◆ Task goal ◆
Copy out only those lines running from the line with "the rear spare" to the end of the listing, keeping each one exactly as it is.

◆ Given information ◆

================

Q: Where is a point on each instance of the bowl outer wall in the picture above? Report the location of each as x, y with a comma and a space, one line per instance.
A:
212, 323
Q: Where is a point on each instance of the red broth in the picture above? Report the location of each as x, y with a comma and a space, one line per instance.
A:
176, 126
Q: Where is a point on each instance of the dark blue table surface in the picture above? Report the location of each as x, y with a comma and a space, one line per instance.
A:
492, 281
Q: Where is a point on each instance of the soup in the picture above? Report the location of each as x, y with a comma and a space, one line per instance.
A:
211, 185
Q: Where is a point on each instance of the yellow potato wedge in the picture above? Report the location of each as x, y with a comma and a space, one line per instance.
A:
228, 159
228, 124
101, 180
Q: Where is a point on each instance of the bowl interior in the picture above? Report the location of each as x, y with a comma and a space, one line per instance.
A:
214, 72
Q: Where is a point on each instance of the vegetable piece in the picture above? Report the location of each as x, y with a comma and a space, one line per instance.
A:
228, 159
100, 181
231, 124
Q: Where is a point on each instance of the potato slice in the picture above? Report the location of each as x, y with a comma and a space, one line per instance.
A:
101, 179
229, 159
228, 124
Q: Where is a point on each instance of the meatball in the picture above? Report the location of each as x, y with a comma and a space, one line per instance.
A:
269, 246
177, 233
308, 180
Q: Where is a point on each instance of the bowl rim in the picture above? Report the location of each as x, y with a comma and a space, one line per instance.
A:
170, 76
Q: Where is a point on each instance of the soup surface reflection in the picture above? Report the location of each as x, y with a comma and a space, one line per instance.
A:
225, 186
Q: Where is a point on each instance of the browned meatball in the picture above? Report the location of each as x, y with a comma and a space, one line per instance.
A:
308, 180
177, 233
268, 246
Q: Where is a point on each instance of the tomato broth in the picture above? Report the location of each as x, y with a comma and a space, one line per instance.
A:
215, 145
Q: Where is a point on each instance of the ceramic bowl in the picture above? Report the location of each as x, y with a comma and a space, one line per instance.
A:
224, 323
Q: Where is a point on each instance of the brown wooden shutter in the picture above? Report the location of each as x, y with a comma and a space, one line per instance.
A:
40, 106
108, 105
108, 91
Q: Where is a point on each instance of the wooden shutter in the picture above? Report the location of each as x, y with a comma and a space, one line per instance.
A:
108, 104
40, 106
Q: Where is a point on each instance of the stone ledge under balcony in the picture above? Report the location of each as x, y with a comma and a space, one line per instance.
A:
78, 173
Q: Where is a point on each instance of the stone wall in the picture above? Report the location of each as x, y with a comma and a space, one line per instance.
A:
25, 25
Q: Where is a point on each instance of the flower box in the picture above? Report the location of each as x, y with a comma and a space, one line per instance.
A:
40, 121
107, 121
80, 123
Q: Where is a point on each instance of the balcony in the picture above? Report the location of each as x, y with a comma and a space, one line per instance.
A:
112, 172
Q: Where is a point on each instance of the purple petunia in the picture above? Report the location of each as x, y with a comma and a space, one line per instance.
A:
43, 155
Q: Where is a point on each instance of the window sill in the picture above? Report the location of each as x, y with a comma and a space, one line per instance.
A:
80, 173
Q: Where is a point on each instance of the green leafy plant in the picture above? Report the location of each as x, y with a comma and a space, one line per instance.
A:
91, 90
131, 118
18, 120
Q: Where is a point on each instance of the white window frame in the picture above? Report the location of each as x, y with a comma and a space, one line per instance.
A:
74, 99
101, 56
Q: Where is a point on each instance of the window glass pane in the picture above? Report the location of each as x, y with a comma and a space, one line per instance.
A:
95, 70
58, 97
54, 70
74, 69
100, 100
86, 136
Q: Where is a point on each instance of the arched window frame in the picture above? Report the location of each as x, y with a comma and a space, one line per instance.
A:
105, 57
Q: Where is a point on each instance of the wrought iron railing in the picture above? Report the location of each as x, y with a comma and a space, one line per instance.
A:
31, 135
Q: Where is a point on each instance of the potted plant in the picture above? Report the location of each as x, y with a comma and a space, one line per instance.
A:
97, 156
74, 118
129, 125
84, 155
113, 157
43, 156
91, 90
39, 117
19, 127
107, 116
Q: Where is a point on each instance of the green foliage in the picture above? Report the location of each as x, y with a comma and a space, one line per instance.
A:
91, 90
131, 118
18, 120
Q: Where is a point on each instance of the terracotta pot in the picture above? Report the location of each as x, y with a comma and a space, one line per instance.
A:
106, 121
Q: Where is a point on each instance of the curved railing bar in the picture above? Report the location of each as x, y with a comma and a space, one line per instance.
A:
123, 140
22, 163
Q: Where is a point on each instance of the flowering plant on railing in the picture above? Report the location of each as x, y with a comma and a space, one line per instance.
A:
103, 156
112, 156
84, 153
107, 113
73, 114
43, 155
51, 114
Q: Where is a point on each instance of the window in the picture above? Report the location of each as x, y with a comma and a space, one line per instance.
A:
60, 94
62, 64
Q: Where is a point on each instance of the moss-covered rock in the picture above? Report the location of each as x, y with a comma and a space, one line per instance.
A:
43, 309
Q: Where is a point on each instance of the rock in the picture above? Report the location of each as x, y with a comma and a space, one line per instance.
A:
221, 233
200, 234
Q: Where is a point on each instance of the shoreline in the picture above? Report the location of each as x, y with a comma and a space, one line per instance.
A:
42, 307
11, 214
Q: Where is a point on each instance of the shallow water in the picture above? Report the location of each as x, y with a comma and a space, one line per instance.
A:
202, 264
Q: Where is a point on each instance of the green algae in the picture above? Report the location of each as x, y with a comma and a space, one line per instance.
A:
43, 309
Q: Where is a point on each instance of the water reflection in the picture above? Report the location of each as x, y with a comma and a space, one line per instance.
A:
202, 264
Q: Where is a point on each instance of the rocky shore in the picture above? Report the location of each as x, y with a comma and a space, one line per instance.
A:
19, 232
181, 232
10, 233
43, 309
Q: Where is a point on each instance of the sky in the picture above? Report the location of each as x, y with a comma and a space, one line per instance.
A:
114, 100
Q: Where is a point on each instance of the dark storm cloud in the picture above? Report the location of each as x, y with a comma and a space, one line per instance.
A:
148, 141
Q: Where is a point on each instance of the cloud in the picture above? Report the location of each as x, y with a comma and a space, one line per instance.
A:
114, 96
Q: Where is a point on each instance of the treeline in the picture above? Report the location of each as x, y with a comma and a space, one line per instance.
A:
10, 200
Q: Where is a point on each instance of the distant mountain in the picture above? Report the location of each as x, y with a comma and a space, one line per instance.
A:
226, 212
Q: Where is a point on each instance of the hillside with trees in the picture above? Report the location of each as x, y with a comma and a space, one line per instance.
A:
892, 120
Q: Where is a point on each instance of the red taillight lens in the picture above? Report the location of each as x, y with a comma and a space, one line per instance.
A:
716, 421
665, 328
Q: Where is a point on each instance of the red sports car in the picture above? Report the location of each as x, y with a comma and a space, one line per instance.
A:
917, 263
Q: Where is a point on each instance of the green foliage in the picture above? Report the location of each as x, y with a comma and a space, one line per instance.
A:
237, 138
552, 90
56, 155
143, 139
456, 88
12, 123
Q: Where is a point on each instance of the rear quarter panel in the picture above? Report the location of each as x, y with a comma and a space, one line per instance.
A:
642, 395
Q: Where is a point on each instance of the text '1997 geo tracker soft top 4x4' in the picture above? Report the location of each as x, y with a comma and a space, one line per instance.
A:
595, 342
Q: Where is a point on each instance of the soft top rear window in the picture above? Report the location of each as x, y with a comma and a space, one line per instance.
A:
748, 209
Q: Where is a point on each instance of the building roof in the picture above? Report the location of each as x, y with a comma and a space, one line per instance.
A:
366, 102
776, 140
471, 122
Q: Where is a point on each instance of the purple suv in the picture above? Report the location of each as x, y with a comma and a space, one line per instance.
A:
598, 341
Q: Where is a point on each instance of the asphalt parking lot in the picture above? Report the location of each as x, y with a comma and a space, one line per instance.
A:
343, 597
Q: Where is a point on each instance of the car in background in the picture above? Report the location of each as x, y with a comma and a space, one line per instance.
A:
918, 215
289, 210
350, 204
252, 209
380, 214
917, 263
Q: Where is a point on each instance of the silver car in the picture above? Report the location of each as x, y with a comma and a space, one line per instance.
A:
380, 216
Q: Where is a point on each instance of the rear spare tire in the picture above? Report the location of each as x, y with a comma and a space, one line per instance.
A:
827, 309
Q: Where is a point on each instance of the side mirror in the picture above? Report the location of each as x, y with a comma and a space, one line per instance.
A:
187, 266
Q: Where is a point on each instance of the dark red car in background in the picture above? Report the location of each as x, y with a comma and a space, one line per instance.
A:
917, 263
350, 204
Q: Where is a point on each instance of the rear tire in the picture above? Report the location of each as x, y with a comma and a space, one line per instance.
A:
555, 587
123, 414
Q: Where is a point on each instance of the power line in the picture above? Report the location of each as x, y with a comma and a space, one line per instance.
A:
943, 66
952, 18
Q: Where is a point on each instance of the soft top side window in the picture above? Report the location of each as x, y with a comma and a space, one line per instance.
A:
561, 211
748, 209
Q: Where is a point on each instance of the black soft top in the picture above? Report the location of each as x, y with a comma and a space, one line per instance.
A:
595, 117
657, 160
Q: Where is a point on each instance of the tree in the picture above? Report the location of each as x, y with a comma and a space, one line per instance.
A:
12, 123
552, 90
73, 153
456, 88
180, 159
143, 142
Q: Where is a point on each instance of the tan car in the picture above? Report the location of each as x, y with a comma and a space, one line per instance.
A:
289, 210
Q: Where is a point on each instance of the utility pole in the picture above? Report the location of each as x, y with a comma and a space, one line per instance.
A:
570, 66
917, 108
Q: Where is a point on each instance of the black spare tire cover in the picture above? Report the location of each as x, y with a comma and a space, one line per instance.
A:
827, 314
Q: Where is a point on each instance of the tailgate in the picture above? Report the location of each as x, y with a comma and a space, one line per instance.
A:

================

◆ Expected answer ◆
Q: Where is a point on each instance of the rear spare tire in the picture above? Report the location of each as x, y with a comma and a space, one line per instance.
A:
827, 309
Q: Where is a point on each instance of the side mirror in the picture above? Report the location of each as x, y with a comma and a space, one line per instance.
A:
187, 266
Q: Where is a point on each instance of the dark red car in background in the picture above? Report the location of each as x, y with a comma and a space, one line per instance.
A:
917, 263
350, 204
Q: Where is a point on each instance of the rear tire in the picture above? Report the location of each as x, y with a comma and a space, one line per instance.
A:
555, 587
123, 414
Q: Where is a point on each instance of the power line in the picture above? Report the location of each as x, y with a comma and a space, one line per instance.
A:
943, 66
952, 18
Q: Where is a point on each instance of the soft top side window in the picture above? Report the location of each as x, y with a comma and a space, one line per instance.
A:
561, 211
748, 209
Q: Where is a point on each instance of the black soft top in the picture above? Report the location of each as x, y with a comma and a space, one line per instance.
A:
595, 117
657, 160
Q: Where is a point on each instance of the tree in the picture above? Report the location of each as x, y with a comma and a space, one line per instance.
A:
12, 123
552, 90
73, 153
456, 88
180, 159
143, 142
Q: Where is a point on each instance of the tan car in the picture above? Report the location of each as x, y with a comma and a space, one line per instance.
A:
289, 210
Q: Where is a point on each instance of the utility pole in the picture above? Report the location of each as x, y with a comma and a space, one line per instance.
A:
570, 66
917, 108
Q: Where is a point on each instance of the black spare tire cover in the picture above? Report the location of each as x, y with a comma and a space, one line per instance.
A:
827, 314
Q: Where is a point on each instance of the tailgate in the picture above? Report the location of each as x, y with a comma and a space, one line per instance.
A:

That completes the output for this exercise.